SET OF TASKS:
1. In the article about the glove sector, which glove producer did JP Morgan stay "underweight" on?
2. Continue the glove sector article from its final sentence.

Rising demand augurs well for glove sector


JP Morgan said that despite improving fundamentals, the recovery would be uneven across producers.

PETALING JAYA: Following more than two years of de-stocking, the glove industry is now witnessing a pick-up in demand.

The sector is also seeing a stabilisation of average selling prices (ASPs) due to the tightening in supply-and-demand, and producers are expected to benefit from improved utilisation and the resulting operating leverage.

Turning increasingly bullish on the glove sector, JP Morgan upgraded the sector outlook by going “selectively overweight”. The investment bank noted that despite improving fundamentals, the recovery would be uneven across producers.

In its report yesterday, JP Morgan revealed that it was now “overweight” on Hartalega Holdings Bhd and Kossan Rubber Industries Bhd, but it remained “underweight” on Top Glove Corp Bhd.

“We think the re-stocking can sustain into 2024-2025 based on our supply-and-demand analysis on the key assumption that global glove demand will be 337 billion and 349 billion pieces in 2024 and 2025, respectively,” JP Morgan explained.

It noted the estimates represented a five-year organic compounded annual growth rate of 3.5% since 2019 of 284 billion pieces.

“Our checks with China’s largest producer Intco indicated its utilisation is full and that the company will look to supply discipline, going only on a measured supply expansion when demand recovers strongly, specifically around eight billion to 10 billion of capacity expansion, or 2% of global capacity beginning sometime in 2024 (with a seven-to-eight-month construction lead-time),” it added.

With China producers (Intco, Blue Sail) running at maximum utilisation currently, JP Morgan said the incremental volume would accrue to ex-China producers such as those in Malaysia and Thailand. This underpinned its thesis of a sequential recovery in profitability.

GIVEN ENTRIES:
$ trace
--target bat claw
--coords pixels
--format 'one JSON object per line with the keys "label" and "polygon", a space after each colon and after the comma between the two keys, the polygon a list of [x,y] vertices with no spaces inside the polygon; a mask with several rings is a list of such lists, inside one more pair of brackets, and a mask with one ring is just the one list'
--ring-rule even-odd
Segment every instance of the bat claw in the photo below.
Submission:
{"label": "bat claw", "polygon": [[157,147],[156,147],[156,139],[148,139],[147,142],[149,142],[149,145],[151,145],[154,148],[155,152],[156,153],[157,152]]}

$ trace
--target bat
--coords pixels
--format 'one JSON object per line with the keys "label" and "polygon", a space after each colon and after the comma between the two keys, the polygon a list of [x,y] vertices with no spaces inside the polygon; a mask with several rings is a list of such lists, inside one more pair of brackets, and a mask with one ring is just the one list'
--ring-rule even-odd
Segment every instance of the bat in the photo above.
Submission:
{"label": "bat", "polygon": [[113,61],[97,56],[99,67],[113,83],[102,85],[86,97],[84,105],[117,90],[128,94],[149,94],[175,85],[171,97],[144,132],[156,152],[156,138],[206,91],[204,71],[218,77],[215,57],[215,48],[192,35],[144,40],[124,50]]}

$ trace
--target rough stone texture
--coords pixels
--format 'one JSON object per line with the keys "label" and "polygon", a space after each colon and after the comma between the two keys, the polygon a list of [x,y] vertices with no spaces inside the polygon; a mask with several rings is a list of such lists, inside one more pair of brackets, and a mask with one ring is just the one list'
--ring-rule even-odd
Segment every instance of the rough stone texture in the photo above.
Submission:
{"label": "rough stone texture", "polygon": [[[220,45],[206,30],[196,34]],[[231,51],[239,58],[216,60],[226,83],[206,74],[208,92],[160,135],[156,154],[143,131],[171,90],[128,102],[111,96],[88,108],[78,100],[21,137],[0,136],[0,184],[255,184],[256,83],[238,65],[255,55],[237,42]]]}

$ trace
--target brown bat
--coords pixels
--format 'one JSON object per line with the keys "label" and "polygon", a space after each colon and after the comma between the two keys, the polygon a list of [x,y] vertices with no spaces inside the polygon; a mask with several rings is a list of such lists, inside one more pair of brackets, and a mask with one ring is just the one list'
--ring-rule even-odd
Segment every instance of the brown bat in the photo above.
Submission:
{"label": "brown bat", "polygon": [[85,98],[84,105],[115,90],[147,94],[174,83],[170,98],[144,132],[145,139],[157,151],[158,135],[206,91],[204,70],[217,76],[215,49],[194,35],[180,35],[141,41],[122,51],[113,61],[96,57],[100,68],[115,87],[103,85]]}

TASK ANSWERS:
1. Top Glove Corp Bhd.

2.
“ASP has also stabilised in view of tightening supply-and-demand, and producers will now benefit from improved utilisation. It’s easier to forecast supply than demand given the relative inelasticity of the former,” JP Morgan said.

“We will track capacity expansion plans by the Chinese players, and this will be the next inflection point for the sector,” it added.

On Hartalega and Kossan, the brokerage noted that while both companies had returned to profitability, Top Glove was expected to only see profit in the third quarter of 2024.

“Hartalega and Kossan’s more efficient cost structures will also see them emerge from the downturn stronger, as we expect both Hartalega and Kossan to return to pre-Covid profitability by 2025, while Top Glove’s 2025 estimated earnings would remain 46% below 2019,” it explained.

JP Morgan valued all players on 25 times forward earnings, and it revealed that it had changed its valuation method to price-to-earnings as the industry had emerged from a downturn and returned to profitability.

This was in contrast to its prior methodology of asset replacement cost due to uncertainty regarding the industry’s recovery and the fact that all glovemakers were loss-making previously.

Its target price for Hartalega had been raised to RM3.20 from RM1.20 previously, while that for Kossan was revised to RM2.30 from RM1.40.

For Top Glove, the target price was increased to 70 sen from 48 sen previously.